··· DATA FOR ANALYSIS ···

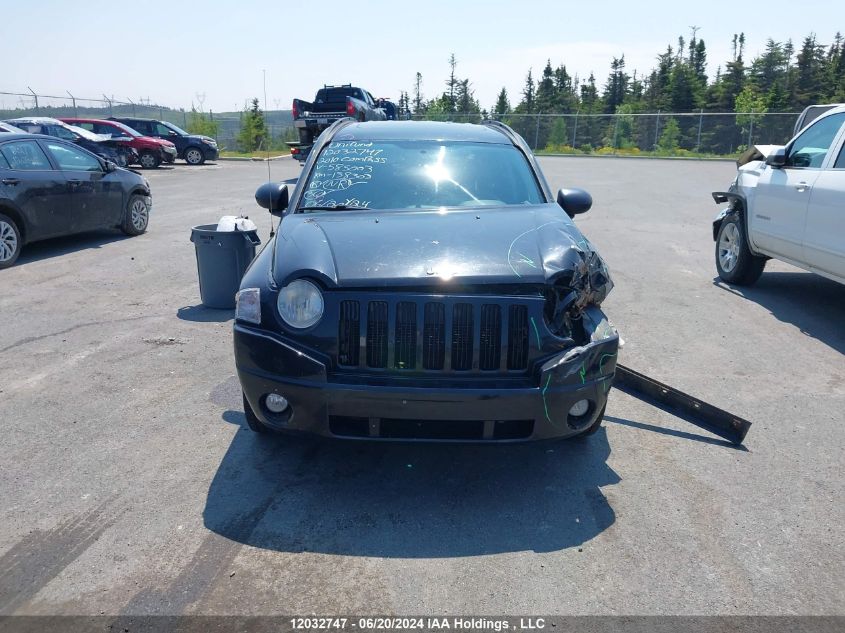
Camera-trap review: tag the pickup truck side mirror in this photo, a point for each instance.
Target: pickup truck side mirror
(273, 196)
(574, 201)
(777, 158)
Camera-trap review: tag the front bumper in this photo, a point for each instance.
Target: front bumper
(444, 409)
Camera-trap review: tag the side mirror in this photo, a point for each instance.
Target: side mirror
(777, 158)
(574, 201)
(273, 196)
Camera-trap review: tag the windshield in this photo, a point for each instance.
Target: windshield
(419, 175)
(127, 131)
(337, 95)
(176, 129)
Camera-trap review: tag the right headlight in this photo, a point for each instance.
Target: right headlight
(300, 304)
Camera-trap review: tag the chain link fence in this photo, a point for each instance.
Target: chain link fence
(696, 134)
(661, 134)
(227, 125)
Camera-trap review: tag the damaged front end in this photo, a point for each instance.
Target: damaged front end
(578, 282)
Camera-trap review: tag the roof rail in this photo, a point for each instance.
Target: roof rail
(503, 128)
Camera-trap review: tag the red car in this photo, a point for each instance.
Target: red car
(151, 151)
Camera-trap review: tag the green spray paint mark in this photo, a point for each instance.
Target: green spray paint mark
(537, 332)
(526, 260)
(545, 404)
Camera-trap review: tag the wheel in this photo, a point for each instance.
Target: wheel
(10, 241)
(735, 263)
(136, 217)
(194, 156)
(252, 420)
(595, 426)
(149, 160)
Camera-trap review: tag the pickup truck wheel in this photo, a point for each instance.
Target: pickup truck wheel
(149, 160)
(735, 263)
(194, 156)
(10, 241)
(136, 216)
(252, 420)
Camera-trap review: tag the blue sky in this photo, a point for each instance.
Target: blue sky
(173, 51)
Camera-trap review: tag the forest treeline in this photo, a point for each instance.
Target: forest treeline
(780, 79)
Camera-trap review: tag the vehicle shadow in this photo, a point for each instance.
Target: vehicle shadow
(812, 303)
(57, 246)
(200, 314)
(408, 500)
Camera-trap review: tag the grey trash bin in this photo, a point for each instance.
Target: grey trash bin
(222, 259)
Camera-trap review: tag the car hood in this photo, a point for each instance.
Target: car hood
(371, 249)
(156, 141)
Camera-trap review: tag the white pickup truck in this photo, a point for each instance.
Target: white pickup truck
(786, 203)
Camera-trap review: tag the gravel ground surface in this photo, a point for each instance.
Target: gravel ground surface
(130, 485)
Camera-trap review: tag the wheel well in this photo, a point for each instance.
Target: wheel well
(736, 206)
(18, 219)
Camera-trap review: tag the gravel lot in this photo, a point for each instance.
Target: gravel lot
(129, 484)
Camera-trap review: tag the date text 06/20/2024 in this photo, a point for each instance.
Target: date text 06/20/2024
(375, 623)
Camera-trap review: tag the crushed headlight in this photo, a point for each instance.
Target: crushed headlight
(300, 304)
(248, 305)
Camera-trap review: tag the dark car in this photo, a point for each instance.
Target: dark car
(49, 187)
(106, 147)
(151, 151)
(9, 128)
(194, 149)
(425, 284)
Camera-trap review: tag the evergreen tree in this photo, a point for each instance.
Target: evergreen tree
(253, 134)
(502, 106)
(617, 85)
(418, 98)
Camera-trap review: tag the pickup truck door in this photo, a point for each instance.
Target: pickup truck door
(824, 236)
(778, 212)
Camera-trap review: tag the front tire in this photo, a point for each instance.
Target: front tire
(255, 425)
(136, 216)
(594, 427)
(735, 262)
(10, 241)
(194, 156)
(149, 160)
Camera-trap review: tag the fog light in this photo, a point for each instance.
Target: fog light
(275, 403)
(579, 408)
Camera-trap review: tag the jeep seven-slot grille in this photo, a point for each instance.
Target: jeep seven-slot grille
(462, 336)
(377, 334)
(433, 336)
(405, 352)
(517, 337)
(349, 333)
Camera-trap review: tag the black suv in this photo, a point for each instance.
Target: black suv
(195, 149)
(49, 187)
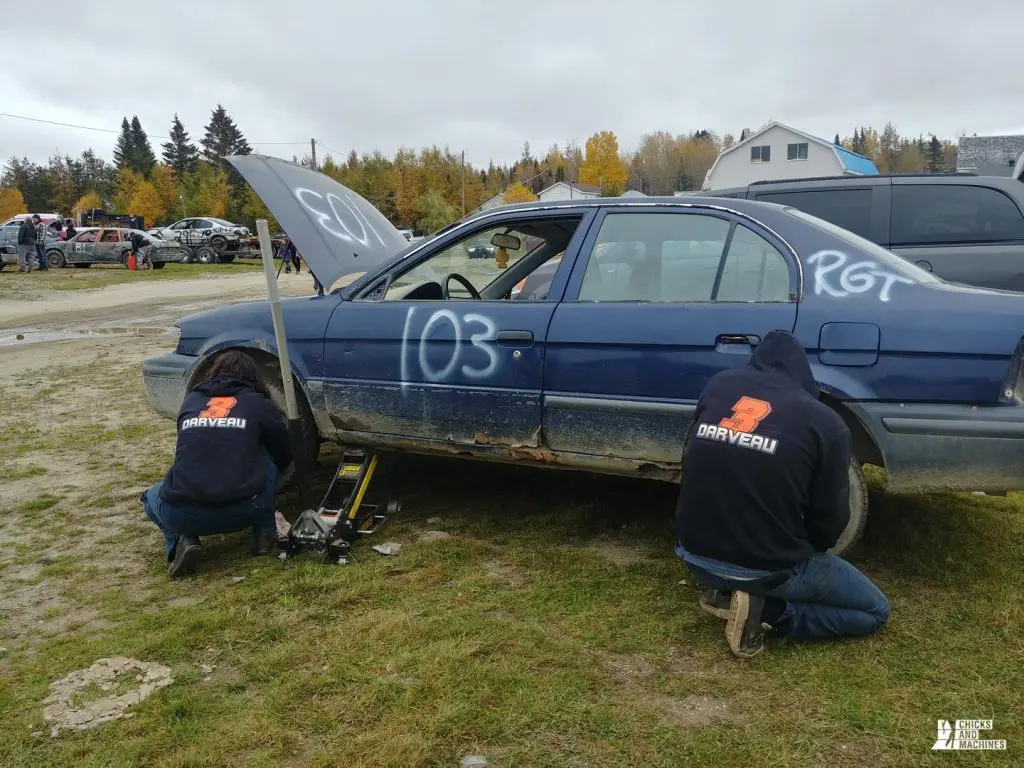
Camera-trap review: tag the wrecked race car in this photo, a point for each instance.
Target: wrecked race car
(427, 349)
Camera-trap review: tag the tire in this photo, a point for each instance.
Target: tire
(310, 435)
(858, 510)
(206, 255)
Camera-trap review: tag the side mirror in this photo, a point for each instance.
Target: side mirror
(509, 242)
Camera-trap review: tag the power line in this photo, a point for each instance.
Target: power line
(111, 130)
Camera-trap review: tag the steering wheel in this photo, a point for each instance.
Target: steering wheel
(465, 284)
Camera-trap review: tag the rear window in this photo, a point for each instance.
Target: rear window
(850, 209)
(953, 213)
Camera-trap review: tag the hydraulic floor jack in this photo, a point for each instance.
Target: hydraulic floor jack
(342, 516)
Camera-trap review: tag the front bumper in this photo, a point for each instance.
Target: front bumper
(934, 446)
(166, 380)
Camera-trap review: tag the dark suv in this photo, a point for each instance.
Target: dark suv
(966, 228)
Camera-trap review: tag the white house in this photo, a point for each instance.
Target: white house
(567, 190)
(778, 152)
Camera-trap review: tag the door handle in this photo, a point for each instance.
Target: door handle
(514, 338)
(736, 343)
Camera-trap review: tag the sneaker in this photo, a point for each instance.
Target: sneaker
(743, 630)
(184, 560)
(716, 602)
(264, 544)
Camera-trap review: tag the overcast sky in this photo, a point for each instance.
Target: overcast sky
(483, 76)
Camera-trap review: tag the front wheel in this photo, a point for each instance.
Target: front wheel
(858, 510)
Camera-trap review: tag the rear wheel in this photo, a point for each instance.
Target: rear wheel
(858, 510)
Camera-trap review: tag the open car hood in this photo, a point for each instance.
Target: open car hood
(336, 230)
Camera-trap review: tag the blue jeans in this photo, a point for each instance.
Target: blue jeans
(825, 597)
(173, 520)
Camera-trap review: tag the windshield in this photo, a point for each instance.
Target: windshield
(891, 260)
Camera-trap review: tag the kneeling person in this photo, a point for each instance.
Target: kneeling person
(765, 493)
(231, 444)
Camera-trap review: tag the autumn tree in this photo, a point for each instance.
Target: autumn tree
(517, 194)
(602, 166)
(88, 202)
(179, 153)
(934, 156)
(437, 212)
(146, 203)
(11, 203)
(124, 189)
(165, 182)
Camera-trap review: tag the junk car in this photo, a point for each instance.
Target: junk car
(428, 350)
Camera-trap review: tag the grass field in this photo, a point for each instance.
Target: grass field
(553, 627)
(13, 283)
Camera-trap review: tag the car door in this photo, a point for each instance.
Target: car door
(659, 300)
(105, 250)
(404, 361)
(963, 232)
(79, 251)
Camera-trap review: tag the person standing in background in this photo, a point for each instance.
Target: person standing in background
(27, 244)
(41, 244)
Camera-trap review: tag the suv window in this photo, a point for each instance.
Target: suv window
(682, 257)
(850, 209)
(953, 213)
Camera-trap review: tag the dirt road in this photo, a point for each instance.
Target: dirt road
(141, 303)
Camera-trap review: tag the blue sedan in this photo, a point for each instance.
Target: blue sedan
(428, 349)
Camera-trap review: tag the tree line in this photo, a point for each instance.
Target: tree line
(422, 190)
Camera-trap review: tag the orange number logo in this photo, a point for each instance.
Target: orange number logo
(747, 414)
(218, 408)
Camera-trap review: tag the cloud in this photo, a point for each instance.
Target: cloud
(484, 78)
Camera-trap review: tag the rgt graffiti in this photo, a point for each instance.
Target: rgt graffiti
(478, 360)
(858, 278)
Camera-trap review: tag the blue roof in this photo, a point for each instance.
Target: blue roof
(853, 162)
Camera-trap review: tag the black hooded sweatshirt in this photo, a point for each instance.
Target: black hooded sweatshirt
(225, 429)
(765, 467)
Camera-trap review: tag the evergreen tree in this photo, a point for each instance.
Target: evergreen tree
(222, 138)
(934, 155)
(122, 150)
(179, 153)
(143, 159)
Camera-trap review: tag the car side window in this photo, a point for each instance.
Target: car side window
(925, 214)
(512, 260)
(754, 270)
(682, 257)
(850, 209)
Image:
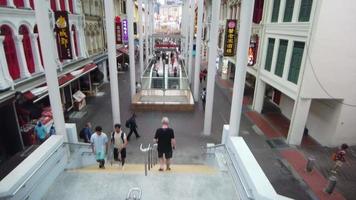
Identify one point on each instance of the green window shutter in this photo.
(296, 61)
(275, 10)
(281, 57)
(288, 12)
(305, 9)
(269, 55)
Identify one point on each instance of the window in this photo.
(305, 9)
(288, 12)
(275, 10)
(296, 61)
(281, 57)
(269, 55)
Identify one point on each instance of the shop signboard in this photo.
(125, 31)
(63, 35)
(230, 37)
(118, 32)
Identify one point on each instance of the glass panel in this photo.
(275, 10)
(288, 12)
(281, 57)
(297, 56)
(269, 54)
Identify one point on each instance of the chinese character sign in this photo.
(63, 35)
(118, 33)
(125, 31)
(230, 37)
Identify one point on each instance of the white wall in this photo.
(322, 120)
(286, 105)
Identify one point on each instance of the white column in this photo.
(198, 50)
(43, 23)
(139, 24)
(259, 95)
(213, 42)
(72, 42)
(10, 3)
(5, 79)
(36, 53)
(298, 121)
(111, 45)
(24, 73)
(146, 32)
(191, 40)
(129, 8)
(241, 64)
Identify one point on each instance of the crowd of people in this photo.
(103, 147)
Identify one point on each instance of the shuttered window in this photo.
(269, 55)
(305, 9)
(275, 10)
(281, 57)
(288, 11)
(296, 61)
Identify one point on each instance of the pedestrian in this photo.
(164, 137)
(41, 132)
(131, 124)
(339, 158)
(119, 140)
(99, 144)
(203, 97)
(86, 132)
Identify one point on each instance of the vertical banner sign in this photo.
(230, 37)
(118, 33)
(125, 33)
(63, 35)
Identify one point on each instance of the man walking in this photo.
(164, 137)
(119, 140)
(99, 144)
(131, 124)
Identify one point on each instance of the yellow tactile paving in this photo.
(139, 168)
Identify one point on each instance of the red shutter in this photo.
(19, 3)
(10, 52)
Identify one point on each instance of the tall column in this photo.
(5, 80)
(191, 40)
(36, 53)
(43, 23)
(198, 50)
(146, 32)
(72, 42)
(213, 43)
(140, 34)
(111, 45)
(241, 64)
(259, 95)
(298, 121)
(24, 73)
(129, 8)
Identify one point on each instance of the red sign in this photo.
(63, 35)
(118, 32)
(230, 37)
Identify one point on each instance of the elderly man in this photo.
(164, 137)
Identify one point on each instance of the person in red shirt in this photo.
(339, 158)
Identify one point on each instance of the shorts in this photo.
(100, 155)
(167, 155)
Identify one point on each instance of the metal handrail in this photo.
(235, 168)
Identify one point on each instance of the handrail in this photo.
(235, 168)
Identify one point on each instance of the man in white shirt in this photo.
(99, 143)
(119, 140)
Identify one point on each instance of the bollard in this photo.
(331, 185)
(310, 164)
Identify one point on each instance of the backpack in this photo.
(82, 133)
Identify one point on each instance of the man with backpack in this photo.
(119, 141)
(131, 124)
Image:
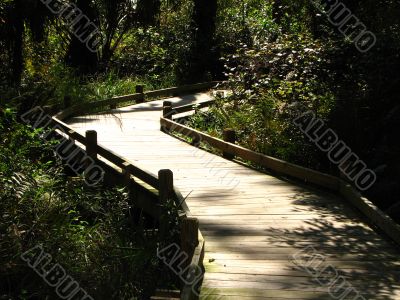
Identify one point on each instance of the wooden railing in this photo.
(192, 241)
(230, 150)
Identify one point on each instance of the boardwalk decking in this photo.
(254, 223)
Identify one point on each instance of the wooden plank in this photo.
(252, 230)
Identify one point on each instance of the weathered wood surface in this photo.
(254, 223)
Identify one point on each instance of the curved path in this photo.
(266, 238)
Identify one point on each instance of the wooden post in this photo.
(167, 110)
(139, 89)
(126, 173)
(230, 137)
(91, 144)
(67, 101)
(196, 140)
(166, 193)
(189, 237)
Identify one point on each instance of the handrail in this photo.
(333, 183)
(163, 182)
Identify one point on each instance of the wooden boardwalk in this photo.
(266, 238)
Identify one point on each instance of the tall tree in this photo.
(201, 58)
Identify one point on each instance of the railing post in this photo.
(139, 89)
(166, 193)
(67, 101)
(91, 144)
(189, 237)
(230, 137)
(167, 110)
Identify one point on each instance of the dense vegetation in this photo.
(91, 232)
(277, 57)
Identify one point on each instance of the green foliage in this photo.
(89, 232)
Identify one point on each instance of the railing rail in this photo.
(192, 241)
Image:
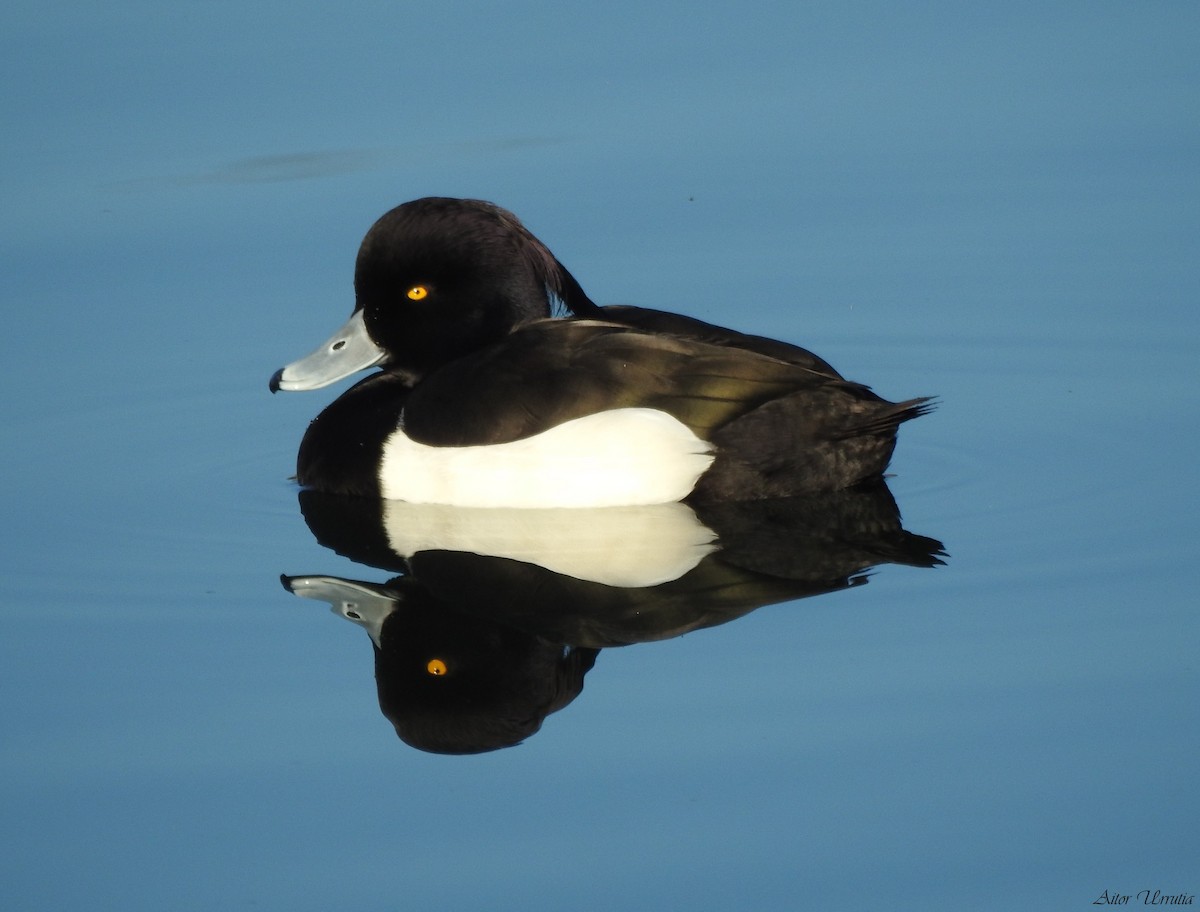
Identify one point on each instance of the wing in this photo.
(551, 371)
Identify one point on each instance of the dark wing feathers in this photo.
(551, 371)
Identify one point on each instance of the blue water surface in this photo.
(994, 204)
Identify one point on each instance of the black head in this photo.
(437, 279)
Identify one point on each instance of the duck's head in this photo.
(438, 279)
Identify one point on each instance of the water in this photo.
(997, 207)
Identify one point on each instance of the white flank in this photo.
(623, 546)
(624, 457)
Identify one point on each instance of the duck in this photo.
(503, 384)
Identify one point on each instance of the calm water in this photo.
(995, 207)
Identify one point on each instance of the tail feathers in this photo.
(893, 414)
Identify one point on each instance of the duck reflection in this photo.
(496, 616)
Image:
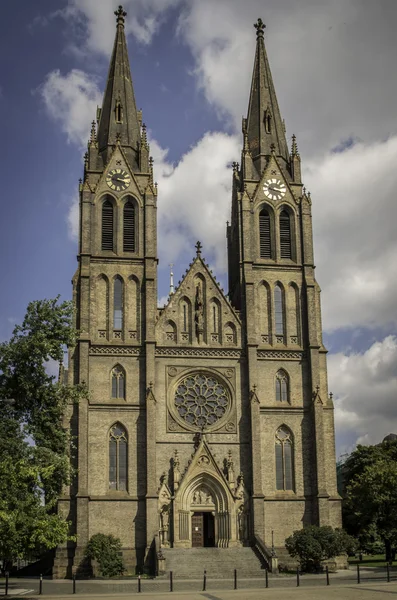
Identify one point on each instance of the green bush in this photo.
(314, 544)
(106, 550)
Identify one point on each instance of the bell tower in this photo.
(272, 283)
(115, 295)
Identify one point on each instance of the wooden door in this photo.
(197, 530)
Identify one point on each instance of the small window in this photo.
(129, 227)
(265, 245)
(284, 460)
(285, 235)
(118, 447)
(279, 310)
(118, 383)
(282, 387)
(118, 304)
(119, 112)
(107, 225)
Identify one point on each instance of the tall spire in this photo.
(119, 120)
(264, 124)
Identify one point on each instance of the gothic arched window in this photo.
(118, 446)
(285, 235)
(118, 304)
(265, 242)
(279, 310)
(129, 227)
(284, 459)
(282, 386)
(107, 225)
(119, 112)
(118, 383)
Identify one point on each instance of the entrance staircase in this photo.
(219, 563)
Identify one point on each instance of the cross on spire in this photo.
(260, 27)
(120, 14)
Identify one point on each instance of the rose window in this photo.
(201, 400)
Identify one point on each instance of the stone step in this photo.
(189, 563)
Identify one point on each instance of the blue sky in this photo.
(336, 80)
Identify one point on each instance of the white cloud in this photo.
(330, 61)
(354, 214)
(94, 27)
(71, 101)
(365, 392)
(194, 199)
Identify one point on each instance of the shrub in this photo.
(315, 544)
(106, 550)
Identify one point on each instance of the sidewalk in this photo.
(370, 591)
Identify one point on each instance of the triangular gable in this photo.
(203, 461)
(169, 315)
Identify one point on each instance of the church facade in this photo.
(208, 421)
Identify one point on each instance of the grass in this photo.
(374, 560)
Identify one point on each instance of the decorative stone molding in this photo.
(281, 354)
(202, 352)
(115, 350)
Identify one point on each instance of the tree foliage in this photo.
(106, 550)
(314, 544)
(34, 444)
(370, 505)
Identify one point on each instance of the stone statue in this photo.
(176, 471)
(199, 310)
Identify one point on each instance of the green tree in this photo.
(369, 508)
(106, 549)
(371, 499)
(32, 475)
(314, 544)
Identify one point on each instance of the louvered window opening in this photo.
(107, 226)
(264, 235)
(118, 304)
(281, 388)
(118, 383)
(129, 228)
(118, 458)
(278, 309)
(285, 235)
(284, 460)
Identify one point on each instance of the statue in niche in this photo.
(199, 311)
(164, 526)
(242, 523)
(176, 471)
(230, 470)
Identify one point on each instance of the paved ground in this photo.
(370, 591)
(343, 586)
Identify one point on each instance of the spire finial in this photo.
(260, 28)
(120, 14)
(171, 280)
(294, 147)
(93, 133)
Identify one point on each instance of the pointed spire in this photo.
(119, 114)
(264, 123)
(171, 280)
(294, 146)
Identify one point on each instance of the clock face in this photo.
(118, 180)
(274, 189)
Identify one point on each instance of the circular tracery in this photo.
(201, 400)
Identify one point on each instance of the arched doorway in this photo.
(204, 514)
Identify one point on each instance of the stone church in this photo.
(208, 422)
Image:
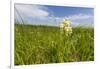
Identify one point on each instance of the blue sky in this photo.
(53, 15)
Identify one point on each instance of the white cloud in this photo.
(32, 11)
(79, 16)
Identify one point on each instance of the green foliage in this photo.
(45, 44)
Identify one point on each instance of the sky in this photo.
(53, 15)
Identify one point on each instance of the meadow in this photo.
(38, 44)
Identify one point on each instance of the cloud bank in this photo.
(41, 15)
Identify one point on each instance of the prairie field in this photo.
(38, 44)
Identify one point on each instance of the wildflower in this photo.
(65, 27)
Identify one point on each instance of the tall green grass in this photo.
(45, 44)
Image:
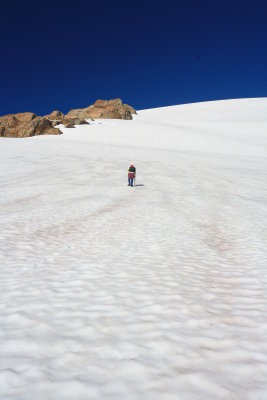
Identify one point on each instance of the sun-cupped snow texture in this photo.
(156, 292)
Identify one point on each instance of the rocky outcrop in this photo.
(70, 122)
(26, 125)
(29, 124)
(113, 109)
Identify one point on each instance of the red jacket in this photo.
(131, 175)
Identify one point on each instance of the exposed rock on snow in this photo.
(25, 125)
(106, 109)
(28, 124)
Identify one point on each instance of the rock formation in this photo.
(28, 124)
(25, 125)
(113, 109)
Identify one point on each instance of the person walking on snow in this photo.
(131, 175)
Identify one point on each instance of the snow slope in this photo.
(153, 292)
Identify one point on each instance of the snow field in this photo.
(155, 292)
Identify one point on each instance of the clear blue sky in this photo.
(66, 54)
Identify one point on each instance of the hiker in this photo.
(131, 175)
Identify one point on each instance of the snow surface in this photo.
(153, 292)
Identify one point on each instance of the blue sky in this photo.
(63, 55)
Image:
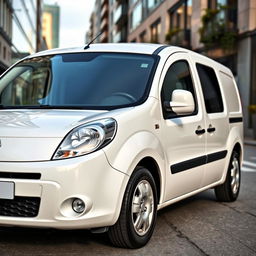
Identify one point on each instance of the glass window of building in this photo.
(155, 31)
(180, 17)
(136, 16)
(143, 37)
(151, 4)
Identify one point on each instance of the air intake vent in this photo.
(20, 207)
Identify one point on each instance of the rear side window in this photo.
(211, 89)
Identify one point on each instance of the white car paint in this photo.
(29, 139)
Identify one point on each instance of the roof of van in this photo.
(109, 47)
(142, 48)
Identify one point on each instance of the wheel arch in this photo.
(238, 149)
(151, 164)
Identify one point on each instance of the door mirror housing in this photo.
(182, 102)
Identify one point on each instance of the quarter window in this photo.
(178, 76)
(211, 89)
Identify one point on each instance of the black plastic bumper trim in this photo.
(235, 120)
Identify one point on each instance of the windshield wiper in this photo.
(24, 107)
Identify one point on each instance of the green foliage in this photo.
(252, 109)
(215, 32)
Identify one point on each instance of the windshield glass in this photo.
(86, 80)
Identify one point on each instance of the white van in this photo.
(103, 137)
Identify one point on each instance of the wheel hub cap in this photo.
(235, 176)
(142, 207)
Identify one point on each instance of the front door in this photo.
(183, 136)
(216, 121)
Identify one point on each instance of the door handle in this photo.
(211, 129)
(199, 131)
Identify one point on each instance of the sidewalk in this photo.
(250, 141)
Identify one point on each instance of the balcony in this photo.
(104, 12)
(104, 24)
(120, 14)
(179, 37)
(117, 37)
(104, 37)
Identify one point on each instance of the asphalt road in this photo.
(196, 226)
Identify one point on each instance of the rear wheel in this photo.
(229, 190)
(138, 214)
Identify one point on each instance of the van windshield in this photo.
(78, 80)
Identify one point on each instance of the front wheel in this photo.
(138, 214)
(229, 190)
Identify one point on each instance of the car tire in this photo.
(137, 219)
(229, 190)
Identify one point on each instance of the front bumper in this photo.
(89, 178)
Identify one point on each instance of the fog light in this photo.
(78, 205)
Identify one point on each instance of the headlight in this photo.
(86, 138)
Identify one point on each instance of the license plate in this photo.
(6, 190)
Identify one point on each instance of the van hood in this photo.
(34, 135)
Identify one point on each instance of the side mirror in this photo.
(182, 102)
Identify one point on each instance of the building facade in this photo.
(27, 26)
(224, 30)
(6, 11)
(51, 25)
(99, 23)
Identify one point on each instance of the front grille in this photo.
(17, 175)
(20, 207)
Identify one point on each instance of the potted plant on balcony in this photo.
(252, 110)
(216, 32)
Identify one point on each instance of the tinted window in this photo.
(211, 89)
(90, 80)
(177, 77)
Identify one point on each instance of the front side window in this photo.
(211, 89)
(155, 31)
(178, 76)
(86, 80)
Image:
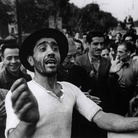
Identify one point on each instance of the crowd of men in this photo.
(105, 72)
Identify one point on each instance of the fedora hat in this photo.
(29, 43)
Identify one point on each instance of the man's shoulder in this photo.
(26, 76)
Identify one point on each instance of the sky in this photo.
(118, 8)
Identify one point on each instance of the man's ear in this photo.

···

__TO DO__:
Give the exact lines, and only those, from the line containing "Target: suv window" through the line containing "Camera-trap review: tag the black hooded" in the entries above.

__RESULT__:
Target: suv window
(682, 257)
(850, 209)
(953, 213)
Camera-trap review: tag the dirt road in this photo, a point for each instance.
Target: dirt road
(141, 303)
Camera-trap review: tag the blue sedan in this photo, a point for each instance.
Target: blue sedan
(428, 349)
Camera-trap review: tag the tree line in this photo, a point for each instance.
Target: tree line
(422, 190)
Camera-trap review: tag the orange number logo in this photo, a point for each instance.
Target: orange number logo
(747, 414)
(218, 408)
Camera-trap review: tag the cloud in this photo, a point for each instance.
Target: cloud
(484, 78)
Camera-trap review: tag the rgt graffiti in this photo, a point for each instance.
Target: rgt graffiti
(478, 360)
(858, 278)
Camera-trap review: tag the blue roof in this photo, a point for each instance.
Target: blue roof
(853, 162)
Camera-trap review: tag the black hooded sweatshirt in this photo, a point for each instance.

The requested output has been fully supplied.